__TASK TO COMPLETE__.
Would you show every line from the records that holds "below"?
◇ ◇ ◇
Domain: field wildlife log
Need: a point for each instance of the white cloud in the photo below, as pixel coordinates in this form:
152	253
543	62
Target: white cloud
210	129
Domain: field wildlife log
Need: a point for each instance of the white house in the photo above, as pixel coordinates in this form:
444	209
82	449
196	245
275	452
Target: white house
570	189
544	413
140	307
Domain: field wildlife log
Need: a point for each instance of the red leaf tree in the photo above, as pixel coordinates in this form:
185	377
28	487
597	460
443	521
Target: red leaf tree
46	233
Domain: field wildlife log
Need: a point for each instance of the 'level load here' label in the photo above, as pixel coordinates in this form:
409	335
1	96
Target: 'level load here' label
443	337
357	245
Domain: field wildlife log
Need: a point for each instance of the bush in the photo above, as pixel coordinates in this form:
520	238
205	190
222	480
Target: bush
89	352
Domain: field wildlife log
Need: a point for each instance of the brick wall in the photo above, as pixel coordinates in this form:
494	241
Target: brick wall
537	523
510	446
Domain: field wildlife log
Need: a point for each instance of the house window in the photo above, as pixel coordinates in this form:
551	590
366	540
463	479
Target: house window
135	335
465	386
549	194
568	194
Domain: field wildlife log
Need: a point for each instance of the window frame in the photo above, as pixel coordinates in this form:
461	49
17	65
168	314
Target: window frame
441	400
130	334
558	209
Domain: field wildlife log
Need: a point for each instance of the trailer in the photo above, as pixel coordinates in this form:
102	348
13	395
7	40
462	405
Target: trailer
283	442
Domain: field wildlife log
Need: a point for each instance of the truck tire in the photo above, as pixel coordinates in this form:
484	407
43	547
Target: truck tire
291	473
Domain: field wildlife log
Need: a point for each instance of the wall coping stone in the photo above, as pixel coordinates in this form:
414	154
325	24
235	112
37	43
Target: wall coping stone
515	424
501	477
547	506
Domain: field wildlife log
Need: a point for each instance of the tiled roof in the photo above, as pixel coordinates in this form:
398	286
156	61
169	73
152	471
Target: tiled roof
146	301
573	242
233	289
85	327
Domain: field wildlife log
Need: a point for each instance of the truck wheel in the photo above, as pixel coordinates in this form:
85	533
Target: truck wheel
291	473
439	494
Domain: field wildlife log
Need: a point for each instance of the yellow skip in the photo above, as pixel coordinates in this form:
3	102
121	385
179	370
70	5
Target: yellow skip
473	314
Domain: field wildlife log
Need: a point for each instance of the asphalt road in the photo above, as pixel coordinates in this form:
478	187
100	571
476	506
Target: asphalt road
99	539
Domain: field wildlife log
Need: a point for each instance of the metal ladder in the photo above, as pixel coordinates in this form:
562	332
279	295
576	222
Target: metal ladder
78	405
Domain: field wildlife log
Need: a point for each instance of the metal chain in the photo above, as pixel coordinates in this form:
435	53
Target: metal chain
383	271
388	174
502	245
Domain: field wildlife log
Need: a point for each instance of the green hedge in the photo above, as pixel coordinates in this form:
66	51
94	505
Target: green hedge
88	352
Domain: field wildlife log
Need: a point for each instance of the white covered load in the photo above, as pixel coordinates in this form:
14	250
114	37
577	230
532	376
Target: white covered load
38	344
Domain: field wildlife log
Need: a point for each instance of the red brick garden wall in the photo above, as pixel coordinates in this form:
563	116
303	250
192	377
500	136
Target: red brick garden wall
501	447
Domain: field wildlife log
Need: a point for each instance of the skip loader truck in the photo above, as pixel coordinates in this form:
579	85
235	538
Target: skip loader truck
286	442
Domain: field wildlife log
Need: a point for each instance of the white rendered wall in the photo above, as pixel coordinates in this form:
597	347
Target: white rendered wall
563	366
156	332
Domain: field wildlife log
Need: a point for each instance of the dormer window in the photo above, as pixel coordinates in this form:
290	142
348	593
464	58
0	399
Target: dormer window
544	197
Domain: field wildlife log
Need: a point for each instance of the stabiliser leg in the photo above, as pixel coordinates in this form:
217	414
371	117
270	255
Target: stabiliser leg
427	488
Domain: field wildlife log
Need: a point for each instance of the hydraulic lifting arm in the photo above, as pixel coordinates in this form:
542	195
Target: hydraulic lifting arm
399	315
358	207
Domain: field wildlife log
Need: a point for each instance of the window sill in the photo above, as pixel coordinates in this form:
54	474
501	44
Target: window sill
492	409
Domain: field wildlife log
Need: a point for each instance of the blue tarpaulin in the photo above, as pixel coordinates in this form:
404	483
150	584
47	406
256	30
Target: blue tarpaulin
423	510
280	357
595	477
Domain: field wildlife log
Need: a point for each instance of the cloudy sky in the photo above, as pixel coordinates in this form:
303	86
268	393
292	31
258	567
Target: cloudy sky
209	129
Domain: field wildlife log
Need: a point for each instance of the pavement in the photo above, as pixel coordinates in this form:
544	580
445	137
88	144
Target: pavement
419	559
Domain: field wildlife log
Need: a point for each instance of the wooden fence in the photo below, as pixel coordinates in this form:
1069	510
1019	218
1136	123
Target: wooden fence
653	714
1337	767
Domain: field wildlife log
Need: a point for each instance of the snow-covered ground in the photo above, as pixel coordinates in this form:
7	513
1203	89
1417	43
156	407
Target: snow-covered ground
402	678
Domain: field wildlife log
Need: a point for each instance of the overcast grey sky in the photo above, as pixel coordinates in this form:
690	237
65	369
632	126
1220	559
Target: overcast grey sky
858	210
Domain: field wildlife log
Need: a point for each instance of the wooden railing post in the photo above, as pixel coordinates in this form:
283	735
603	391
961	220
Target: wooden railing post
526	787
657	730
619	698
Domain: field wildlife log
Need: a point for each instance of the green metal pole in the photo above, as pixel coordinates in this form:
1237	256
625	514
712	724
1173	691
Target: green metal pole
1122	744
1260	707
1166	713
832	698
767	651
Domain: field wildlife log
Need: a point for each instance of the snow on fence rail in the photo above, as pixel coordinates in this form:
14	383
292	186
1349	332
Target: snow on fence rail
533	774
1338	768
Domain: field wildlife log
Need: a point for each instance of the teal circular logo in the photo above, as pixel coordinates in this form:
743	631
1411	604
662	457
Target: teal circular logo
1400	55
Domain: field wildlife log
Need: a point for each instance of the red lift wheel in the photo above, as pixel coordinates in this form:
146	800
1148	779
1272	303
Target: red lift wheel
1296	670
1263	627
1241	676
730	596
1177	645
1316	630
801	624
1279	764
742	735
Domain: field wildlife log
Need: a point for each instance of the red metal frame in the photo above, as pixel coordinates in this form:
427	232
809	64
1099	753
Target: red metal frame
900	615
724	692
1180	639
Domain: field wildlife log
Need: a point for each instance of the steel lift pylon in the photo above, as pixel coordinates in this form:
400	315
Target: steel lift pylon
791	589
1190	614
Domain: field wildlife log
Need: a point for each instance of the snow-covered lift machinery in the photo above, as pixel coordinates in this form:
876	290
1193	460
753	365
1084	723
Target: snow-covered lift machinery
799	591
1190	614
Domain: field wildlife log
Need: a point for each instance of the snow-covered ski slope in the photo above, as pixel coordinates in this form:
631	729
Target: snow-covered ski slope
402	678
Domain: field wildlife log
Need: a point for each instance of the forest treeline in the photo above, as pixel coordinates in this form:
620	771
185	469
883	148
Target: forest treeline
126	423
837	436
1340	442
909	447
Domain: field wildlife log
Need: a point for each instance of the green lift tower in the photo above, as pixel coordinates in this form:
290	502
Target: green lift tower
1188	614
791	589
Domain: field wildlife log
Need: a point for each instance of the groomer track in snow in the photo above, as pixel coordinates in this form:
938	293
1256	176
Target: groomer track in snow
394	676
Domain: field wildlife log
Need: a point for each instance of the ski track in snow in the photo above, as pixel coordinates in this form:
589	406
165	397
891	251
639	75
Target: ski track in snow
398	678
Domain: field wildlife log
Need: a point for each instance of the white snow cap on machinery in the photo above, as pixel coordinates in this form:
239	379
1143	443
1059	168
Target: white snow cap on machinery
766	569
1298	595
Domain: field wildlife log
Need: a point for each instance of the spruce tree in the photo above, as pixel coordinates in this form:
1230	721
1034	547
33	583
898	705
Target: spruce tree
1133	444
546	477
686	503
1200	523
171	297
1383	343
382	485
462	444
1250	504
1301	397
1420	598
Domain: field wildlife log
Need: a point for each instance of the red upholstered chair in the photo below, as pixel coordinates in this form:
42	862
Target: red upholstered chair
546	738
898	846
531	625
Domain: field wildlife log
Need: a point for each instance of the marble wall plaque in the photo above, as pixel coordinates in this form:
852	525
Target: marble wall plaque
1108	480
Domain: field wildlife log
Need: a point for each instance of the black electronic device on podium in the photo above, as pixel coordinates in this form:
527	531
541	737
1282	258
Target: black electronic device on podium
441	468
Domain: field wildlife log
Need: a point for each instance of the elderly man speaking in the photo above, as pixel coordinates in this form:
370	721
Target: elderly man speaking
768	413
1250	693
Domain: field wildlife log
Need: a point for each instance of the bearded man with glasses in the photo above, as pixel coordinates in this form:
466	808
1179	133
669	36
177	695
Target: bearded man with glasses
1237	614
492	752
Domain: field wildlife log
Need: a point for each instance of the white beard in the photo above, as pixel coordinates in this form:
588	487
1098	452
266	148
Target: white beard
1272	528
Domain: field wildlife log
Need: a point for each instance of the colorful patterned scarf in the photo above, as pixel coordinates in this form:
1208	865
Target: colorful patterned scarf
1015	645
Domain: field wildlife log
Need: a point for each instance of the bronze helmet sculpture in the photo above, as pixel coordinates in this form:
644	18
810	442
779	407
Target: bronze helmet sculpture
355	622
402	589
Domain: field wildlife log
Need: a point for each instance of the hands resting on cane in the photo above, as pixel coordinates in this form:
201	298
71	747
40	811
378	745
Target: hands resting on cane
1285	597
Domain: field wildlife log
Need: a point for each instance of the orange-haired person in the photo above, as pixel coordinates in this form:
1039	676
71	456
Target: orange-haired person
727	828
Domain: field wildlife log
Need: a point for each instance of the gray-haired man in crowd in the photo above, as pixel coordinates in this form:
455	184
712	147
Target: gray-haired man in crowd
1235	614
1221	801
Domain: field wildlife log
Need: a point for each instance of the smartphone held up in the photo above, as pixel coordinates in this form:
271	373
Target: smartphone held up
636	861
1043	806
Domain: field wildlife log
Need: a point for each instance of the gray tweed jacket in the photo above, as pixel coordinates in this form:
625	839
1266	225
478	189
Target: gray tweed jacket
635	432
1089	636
◇ ◇ ◇
__ANSWER SPACE__.
Need: a point for each instance of the white cloud in the photo below, as pixel coordinates in this form:
Need: a point for each instance of the wooden fence in the photo below, as pixel coordinates in this form:
Need: a point for each instance of the red upholstered chair in the photo below, as pixel coordinates in this form:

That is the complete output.